#### GIVEN EXERCISE
Please list every Ukrainian city named in the passage below about Russian looting of Ukrainian art.

-- Start SUPPLIED TEXT --

During the Russian invasion of Ukraine (2022-ongoing), Russian forces and organizations have stolen and looted tens of thousands of art pieces from Ukraine, ranging from modern art to ancient Scythian gold. The Russians have also destroyed hundreds of cultural sites and monuments. The looting has been organized, with, in some cases, Russian art experts participating in the theft, and directing Russian soldiers as to which pieces to steal. In Mariupol alone, Russians stole over 2,000 works of art from the city's three main museums, after Russian forces occupied the city after a three month siege in May 2022. In the Kherson region, shortly before fleeing the area to the north of the Dnieper river Russians destroyed, either fully or in part, over 200 Ukrainian cultural sites and stole around 10,000 art pieces from the city's museums, out of a collection of 13,000. Other sources put the number of stolen art works from Kherson alone at 15,000.

In occupied Melitopol, Russian troops stole a 4th century golden helmet dating to the Scythian kingdom, worth millions of dollars. Russian soldiers attempted to force the local museum director to reveal the location of other Scythian gold artifact which she had hidden shortly before Russian army occupied the city. They threatened her at gunpoint and abducted her when she refused to cooperate. She was interrogated and liberated.

-- End SUPPLIED TEXT --
-- Start DATASET CONTENT --

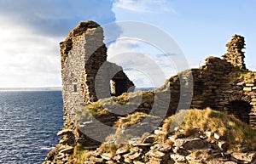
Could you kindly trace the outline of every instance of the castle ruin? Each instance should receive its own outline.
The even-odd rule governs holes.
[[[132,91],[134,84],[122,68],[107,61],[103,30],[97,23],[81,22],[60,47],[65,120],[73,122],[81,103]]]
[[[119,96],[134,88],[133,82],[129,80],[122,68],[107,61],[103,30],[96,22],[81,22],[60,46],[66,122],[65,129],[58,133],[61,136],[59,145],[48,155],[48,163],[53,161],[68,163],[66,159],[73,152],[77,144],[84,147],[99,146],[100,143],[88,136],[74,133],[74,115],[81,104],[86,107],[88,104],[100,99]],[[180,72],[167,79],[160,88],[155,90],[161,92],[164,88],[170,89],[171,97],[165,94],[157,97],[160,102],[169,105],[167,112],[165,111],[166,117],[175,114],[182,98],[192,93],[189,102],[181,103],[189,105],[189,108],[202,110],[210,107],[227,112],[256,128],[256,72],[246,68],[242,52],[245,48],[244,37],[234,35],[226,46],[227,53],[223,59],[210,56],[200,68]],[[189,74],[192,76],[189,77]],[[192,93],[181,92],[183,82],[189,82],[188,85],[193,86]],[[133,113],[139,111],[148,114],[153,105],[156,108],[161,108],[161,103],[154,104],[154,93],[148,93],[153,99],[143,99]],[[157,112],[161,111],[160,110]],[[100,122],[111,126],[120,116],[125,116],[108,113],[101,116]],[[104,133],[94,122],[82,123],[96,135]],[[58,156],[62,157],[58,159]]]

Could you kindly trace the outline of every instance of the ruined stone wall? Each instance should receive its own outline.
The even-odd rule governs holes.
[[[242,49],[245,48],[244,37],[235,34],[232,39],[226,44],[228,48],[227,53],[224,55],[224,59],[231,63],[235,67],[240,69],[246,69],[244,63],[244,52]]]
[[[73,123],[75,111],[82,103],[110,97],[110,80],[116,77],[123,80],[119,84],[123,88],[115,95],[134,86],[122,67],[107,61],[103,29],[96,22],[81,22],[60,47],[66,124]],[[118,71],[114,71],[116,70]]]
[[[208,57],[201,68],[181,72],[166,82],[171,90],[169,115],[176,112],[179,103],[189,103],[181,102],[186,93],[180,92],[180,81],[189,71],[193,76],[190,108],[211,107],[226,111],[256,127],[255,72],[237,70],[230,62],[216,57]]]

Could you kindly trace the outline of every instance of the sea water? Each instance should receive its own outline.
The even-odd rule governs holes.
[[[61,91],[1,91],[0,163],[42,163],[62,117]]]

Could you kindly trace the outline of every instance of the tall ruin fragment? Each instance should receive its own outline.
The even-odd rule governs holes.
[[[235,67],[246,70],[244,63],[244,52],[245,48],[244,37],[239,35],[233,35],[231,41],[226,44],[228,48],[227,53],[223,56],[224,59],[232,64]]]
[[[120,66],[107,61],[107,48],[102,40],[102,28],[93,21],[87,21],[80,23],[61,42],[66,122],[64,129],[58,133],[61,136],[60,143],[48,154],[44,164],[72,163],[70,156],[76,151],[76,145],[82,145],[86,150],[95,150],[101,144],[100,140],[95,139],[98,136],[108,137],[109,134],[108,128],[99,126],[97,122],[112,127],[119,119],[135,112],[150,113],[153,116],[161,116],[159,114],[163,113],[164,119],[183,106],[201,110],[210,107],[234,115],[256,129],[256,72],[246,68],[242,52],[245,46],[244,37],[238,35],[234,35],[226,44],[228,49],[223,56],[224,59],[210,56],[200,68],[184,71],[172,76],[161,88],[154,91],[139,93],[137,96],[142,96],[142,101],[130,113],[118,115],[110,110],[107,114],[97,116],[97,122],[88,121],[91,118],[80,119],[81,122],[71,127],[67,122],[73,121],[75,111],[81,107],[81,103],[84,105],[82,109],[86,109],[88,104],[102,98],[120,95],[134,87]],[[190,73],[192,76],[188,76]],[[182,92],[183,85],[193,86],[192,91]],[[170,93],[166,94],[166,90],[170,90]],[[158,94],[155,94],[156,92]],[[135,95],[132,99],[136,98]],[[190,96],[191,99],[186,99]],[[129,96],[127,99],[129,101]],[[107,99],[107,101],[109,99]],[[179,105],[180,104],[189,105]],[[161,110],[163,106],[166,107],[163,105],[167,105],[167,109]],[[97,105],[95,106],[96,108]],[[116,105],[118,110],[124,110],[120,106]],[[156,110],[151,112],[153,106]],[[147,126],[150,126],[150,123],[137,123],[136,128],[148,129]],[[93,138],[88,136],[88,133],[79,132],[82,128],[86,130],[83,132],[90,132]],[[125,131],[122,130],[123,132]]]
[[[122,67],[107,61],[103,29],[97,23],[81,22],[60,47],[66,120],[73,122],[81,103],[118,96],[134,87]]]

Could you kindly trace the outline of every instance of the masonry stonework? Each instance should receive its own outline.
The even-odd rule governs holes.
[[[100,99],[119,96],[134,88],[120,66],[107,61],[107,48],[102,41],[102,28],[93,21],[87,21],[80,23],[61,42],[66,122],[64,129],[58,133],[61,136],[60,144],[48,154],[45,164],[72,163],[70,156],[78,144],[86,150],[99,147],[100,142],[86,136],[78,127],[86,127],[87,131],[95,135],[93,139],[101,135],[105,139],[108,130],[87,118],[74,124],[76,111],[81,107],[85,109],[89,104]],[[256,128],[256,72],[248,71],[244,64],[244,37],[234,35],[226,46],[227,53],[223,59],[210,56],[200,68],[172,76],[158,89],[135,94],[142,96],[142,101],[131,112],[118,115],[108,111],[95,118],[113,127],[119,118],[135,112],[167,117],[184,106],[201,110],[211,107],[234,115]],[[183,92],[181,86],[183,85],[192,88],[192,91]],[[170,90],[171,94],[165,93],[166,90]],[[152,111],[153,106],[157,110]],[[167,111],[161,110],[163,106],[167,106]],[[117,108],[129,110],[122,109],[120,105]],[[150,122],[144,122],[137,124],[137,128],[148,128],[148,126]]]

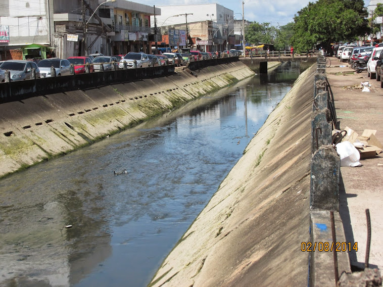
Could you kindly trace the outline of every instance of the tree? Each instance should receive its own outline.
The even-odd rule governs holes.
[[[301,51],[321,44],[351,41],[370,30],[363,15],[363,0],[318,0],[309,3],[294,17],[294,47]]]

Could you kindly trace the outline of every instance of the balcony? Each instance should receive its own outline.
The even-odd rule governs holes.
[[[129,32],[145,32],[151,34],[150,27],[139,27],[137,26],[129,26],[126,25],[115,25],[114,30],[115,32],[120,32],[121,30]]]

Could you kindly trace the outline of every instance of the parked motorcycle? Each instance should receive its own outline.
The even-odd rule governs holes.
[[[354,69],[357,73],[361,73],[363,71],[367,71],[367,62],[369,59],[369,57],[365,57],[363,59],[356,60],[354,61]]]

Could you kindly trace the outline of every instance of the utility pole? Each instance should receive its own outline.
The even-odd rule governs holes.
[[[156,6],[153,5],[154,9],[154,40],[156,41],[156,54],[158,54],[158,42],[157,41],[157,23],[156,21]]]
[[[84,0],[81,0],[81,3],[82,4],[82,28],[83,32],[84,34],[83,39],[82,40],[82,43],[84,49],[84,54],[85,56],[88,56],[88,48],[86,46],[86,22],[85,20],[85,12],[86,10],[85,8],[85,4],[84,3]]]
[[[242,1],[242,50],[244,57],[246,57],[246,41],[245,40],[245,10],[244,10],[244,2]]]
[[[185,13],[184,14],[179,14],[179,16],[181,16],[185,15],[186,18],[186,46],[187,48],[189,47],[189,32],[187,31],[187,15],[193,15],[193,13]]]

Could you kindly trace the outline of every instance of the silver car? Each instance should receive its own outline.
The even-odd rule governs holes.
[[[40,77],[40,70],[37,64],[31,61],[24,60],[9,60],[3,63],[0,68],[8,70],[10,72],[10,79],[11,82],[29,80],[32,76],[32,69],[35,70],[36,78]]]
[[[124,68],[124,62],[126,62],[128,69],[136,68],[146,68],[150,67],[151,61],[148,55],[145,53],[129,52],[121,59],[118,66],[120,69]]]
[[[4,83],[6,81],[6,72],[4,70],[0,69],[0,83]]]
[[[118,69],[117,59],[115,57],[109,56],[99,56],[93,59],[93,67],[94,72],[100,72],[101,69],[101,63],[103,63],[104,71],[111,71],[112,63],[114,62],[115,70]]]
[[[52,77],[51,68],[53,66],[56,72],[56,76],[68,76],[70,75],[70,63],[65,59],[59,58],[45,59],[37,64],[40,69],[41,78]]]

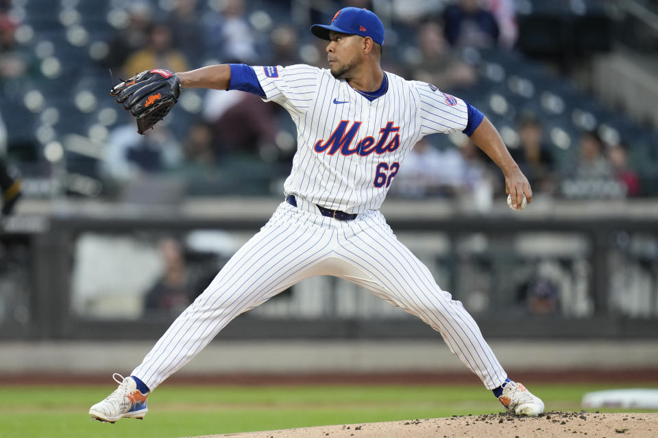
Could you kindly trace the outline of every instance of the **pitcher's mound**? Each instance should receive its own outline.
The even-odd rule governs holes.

-- End DATASET CONTENT --

#### SOLUTION TO THIS PROBLEM
Mariupol, Kherson, Melitopol